* Quoted passage
((
Air Marshal Sir Richard Frank Garwood, (born 10 January 1959) is a retired senior Royal Air Force officer.

He was appointed Deputy Commander-in-Chief (Operations) at RAF Air Command in April 2010, initially on an acting basis – having served for less than a year as Chief of Staff (Operations) – following the reassignment of Air Marshal Tim Anderson as Director General of the new Military Aviation Authority, and pending the appointment of Air Marshal Andrew Pulford. However, following the sudden death of the then Commander-in-Chief Air Chief Marshal Sir Christopher Moran, Pulford was in turn reassigned and Garwood promoted to air marshal and confirmed in post.

Garwood was awarded the Distinguished Flying Cross for his actions in the Gulf War, and appointed Companion of the Order of the Bath in the 2010 Birthday Honours. He was appointed a Knight Commander of the Order of the British Empire in the 2017 New Year Honours.
))
* Data supplied
((
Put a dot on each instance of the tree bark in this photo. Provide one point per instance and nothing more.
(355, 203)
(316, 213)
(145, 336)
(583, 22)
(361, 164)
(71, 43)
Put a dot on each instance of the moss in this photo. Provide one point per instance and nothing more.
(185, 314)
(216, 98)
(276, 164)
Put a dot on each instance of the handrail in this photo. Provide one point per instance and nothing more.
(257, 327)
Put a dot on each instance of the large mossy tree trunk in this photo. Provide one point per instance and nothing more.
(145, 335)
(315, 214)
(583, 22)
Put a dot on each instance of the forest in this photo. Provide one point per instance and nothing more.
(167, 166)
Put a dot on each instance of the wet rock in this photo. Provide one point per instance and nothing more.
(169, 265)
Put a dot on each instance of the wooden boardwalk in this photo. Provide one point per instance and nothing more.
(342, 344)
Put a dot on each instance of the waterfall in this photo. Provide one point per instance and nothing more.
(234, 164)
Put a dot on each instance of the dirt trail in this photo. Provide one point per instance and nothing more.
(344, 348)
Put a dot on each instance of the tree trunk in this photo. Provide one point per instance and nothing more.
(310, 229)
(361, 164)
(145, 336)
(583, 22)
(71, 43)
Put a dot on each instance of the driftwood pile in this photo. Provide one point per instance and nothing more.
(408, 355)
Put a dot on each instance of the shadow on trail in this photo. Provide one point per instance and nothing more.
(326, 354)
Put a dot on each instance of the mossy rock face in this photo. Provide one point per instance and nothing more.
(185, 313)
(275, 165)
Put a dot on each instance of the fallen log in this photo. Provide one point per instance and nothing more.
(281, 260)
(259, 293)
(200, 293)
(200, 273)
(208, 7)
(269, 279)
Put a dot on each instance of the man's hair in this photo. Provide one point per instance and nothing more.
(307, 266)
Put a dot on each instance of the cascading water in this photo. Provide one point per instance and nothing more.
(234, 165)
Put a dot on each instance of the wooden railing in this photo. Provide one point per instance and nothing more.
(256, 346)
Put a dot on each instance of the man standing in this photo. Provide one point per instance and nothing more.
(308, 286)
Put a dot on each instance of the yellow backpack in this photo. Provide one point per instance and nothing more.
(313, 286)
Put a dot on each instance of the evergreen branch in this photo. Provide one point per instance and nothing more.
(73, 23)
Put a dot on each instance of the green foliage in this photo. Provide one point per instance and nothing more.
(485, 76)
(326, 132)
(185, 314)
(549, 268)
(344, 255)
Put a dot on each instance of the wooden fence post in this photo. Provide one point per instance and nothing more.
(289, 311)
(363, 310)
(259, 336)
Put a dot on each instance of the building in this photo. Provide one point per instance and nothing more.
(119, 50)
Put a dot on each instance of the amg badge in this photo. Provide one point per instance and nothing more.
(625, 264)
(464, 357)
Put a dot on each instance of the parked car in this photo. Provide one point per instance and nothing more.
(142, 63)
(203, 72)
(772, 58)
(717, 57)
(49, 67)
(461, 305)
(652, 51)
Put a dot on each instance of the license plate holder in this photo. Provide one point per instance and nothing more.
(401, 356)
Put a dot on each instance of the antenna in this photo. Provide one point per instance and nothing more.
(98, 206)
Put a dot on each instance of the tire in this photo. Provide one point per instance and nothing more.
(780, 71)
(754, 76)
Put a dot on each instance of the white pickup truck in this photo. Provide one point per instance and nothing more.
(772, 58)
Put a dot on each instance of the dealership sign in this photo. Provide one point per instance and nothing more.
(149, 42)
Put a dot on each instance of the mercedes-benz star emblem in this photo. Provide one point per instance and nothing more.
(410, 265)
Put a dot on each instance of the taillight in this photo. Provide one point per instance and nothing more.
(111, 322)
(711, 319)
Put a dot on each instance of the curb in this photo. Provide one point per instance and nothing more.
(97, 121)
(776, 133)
))
((
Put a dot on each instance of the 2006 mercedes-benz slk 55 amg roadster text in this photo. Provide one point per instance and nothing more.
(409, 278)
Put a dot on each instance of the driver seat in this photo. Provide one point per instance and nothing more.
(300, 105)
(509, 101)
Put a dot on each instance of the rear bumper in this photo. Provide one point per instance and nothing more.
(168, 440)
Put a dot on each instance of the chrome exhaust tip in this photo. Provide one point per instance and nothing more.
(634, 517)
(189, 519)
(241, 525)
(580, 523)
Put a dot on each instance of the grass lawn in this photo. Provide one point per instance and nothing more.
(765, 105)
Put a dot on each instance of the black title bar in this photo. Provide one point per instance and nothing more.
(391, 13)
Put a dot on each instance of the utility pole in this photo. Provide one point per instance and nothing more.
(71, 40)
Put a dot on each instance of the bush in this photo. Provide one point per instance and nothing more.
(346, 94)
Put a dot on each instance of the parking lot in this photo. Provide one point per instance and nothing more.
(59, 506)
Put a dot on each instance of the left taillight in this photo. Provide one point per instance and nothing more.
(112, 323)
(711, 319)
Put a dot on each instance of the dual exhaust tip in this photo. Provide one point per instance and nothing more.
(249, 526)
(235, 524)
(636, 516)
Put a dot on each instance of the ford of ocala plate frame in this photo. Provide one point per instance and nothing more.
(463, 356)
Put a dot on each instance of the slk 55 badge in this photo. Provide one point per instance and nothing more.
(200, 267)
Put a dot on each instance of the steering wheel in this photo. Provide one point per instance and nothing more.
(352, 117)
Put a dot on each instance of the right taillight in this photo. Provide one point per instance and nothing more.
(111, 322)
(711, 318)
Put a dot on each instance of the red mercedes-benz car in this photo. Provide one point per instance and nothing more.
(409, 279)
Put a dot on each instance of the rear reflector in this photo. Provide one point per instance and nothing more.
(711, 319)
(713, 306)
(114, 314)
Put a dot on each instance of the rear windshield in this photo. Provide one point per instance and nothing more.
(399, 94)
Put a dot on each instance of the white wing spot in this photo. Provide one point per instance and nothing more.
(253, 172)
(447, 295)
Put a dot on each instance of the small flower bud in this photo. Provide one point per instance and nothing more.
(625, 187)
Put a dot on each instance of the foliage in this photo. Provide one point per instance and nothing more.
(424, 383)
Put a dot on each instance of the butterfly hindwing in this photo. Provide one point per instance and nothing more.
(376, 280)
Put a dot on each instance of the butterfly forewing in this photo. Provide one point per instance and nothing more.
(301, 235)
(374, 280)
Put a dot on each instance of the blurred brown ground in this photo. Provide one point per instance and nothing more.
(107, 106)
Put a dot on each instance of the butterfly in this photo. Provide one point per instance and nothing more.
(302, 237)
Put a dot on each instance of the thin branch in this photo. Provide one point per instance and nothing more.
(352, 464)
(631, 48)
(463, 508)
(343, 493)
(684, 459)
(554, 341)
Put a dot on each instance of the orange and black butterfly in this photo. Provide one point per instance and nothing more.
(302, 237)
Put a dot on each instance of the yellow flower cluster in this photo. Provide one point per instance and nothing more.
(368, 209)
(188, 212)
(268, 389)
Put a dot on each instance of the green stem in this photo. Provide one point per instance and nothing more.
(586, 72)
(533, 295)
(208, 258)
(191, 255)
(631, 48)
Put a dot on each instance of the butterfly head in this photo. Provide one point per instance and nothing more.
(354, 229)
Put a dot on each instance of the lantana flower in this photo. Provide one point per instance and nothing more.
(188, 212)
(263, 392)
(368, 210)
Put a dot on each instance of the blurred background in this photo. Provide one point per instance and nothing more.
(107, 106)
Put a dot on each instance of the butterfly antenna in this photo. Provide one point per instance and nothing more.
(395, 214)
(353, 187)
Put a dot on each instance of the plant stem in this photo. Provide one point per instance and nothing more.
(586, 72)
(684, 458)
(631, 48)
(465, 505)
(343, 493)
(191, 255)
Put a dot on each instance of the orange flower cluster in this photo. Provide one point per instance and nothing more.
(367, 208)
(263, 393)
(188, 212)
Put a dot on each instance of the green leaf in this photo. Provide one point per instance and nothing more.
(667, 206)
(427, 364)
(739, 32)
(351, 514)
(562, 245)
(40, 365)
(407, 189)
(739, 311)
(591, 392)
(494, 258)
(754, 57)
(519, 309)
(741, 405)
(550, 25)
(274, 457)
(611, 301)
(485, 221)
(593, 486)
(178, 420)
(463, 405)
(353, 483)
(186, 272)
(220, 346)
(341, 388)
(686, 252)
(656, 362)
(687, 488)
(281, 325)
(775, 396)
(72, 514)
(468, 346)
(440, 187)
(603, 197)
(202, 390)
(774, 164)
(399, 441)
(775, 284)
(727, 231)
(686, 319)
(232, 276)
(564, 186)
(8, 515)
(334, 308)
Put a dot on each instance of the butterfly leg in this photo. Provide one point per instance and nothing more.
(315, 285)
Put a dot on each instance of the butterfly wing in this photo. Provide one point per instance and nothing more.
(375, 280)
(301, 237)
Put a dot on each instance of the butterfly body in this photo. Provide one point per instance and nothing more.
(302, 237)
))
((
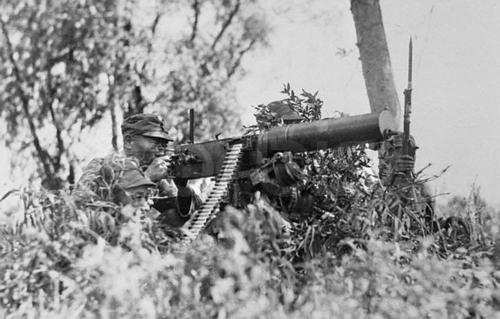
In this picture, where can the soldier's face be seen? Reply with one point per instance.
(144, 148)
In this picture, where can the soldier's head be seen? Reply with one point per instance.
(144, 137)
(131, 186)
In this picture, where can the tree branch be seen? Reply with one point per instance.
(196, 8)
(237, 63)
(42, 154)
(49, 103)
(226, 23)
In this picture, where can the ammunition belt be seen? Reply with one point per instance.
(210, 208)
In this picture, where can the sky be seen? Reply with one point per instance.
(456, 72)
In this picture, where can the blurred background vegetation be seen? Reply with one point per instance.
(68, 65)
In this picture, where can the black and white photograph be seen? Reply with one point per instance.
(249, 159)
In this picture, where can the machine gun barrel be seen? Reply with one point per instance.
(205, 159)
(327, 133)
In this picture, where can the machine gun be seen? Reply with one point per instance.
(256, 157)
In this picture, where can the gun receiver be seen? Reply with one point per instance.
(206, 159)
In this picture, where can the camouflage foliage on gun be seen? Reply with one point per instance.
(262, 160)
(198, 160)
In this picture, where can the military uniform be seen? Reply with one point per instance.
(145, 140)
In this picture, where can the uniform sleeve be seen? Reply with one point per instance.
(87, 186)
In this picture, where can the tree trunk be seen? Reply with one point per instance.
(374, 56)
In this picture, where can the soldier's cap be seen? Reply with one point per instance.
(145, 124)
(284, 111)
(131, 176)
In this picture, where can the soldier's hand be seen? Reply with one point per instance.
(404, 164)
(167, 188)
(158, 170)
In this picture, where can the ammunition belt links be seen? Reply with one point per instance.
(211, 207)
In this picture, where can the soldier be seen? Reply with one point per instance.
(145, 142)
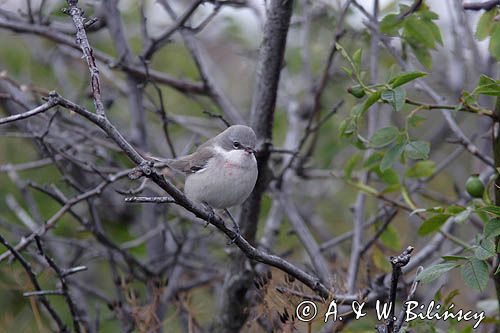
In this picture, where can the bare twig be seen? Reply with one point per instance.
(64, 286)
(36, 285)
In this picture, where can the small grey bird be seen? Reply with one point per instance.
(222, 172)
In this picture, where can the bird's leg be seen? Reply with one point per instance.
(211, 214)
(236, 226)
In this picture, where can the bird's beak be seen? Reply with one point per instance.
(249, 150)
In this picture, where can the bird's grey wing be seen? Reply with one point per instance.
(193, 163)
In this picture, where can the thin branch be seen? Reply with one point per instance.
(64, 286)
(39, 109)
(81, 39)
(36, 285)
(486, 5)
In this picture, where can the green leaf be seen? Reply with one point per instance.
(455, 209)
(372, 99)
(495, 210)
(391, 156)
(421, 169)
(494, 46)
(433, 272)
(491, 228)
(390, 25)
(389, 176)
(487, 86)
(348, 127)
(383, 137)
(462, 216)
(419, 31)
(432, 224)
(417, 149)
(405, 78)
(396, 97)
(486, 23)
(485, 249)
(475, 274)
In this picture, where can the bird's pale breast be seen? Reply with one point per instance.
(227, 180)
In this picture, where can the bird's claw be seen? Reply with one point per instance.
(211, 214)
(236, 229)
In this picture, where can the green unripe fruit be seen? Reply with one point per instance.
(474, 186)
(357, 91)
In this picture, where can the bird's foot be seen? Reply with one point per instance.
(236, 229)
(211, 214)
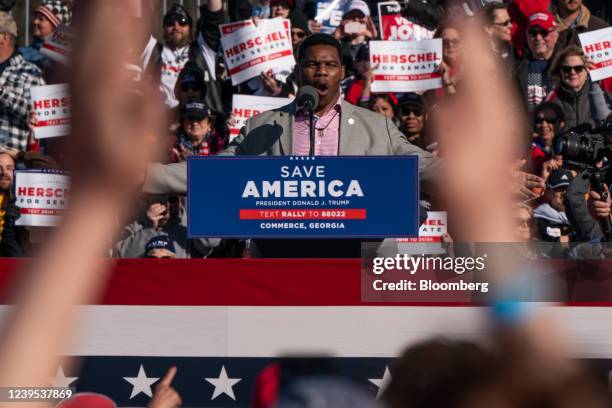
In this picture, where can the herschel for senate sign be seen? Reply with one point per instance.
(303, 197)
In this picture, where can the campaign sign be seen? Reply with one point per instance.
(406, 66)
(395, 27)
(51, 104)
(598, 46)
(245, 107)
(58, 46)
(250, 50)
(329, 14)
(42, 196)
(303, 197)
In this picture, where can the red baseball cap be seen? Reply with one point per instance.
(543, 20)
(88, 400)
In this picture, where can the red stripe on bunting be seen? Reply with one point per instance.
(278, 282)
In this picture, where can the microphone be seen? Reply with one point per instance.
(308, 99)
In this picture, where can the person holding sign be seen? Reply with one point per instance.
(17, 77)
))
* Exercise description
Transcribe the passage from the text on Air Marshal Sir Richard Garwood that runs between "Air Marshal Sir" and "confirmed in post.", inclusive.

* Exercise response
Air Marshal Sir Richard Frank Garwood, (born 10 January 1959) is a retired senior Royal Air Force officer.

He was appointed Deputy Commander-in-Chief (Operations) at RAF Air Command in April 2010, initially on an acting basis – having served for less than a year as Chief of Staff (Operations) – following the reassignment of Air Marshal Tim Anderson as Director General of the new Military Aviation Authority, and pending the appointment of Air Marshal Andrew Pulford. However, following the sudden death of the then Commander-in-Chief Air Chief Marshal Sir Christopher Moran, Pulford was in turn reassigned and Garwood promoted to air marshal and confirmed in post.